▶ DATA:

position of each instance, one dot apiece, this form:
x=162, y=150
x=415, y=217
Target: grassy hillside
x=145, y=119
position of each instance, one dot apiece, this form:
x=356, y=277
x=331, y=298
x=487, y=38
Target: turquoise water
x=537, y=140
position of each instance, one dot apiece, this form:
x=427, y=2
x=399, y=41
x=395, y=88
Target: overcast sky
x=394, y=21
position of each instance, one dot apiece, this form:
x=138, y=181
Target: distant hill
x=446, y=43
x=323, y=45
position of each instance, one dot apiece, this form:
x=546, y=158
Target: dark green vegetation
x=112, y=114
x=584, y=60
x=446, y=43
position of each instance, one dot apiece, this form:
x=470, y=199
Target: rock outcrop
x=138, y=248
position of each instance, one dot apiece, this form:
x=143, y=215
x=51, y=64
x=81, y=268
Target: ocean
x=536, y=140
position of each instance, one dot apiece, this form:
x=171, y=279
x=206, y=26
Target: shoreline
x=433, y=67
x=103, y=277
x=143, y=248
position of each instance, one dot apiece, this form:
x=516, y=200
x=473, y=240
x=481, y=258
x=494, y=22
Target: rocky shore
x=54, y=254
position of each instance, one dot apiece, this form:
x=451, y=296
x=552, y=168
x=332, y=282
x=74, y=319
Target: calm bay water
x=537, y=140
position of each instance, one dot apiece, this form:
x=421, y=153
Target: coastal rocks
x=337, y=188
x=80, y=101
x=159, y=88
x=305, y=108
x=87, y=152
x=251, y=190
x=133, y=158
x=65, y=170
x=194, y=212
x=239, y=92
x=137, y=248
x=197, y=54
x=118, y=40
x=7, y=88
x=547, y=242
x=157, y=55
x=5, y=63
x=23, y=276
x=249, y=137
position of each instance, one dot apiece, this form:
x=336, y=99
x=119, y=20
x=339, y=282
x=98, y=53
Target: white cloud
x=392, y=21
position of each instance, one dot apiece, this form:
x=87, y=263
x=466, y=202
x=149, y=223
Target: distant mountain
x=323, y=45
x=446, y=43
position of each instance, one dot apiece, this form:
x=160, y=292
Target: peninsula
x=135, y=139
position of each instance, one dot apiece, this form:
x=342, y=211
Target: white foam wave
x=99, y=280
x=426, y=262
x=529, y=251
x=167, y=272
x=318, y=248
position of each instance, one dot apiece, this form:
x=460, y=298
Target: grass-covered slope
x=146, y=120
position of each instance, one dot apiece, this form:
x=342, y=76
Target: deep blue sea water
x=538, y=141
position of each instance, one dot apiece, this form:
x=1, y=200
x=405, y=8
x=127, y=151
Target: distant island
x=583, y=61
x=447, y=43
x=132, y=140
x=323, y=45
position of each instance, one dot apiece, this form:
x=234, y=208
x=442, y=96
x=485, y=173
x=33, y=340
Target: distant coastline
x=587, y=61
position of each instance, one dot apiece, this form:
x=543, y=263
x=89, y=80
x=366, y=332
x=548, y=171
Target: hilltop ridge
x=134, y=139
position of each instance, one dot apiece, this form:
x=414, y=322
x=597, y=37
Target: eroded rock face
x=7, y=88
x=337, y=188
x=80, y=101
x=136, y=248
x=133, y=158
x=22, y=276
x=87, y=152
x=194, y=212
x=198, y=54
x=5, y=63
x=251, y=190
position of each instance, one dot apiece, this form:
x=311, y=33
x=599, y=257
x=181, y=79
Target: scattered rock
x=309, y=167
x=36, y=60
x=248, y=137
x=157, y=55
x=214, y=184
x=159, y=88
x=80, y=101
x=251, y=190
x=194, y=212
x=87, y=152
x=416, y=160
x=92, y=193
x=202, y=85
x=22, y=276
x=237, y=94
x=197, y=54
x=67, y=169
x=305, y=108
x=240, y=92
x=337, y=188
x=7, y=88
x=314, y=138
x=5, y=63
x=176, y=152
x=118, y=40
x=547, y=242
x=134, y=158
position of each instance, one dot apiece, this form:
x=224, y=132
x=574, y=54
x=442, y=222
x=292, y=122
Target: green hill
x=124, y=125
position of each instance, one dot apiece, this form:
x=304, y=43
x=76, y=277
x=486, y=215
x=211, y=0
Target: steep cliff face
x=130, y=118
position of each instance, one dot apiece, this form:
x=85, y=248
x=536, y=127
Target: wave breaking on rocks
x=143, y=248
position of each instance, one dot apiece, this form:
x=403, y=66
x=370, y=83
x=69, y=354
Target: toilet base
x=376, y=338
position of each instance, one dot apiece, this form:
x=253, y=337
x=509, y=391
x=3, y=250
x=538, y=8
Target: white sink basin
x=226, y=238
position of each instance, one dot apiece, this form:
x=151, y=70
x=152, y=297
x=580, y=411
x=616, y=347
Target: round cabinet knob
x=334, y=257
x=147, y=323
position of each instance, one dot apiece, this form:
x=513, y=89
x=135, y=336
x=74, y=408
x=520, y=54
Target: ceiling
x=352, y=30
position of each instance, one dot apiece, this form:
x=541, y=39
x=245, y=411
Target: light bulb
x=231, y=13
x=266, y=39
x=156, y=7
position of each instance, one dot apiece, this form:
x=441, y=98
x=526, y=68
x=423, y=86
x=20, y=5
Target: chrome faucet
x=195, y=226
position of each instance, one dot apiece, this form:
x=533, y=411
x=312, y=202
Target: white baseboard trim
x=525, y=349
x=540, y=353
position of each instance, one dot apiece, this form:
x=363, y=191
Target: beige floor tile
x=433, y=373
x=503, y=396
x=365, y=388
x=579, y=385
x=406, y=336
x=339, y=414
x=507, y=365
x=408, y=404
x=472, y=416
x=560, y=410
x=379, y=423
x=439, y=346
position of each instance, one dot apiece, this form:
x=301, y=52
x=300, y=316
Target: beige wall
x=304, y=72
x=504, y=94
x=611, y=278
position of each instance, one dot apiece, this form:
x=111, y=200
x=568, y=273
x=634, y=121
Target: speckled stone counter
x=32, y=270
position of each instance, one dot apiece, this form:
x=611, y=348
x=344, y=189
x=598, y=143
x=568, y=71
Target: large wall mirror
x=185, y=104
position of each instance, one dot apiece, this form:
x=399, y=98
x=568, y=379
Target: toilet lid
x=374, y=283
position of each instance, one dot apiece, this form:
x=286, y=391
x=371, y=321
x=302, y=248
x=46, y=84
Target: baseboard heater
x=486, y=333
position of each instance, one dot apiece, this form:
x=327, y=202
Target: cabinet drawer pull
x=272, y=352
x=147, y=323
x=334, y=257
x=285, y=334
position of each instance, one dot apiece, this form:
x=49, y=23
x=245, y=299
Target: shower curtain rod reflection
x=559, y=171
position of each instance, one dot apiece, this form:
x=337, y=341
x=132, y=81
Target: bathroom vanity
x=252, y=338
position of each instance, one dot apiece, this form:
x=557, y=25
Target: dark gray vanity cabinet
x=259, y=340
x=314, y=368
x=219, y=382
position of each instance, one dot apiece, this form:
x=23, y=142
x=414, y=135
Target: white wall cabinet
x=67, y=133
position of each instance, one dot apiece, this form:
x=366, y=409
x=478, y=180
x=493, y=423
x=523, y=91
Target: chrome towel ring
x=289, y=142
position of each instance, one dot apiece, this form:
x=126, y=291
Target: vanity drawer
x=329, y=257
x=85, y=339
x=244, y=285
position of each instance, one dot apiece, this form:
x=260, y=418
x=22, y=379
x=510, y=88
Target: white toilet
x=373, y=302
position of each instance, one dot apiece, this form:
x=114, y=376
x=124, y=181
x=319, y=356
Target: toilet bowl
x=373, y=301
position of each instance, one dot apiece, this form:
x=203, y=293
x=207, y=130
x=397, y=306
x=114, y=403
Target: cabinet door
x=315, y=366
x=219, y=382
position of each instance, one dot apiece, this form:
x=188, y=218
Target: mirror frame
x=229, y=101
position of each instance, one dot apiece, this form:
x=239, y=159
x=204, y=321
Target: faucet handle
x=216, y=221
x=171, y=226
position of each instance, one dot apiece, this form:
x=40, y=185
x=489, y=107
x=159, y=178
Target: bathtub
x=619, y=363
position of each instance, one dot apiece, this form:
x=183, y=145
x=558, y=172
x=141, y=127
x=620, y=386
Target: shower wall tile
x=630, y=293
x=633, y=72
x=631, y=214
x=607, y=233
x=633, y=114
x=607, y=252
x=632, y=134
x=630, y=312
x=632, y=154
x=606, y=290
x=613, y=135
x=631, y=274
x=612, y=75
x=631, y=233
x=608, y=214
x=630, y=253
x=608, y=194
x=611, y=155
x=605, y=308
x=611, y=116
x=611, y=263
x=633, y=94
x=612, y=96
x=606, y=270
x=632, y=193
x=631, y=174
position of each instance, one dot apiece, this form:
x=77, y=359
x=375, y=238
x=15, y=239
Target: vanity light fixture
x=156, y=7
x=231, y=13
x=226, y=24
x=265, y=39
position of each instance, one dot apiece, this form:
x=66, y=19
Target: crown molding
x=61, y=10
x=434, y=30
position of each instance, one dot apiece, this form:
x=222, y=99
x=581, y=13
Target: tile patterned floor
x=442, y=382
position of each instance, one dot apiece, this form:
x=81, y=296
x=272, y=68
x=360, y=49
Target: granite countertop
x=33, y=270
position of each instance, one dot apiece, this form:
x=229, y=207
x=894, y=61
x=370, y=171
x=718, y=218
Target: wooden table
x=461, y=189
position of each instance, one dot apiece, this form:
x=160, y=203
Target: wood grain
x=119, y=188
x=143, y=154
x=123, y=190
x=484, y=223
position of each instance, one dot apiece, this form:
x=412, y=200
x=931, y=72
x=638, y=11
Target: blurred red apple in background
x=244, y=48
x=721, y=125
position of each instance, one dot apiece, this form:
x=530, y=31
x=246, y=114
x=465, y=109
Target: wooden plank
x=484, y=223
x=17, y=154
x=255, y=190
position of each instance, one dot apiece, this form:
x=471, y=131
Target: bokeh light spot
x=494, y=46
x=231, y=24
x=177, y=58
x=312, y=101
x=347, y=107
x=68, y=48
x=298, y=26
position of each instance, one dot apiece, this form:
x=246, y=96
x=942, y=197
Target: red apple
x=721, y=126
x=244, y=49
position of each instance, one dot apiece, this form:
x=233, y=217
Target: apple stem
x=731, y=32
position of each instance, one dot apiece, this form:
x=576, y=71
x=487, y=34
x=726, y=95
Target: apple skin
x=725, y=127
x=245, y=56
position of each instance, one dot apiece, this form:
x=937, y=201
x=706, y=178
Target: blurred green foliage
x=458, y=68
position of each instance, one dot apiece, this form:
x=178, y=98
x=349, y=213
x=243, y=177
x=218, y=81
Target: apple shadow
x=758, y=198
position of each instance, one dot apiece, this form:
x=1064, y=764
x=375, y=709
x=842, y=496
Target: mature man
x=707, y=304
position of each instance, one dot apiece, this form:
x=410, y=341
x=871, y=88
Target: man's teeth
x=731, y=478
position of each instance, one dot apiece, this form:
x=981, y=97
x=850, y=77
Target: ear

▶ WHAT IS EXPECTED: How many lines in the rows above contain the string "toilet"? Case counts. Give only the number.

▶ FINAL RESULT: 4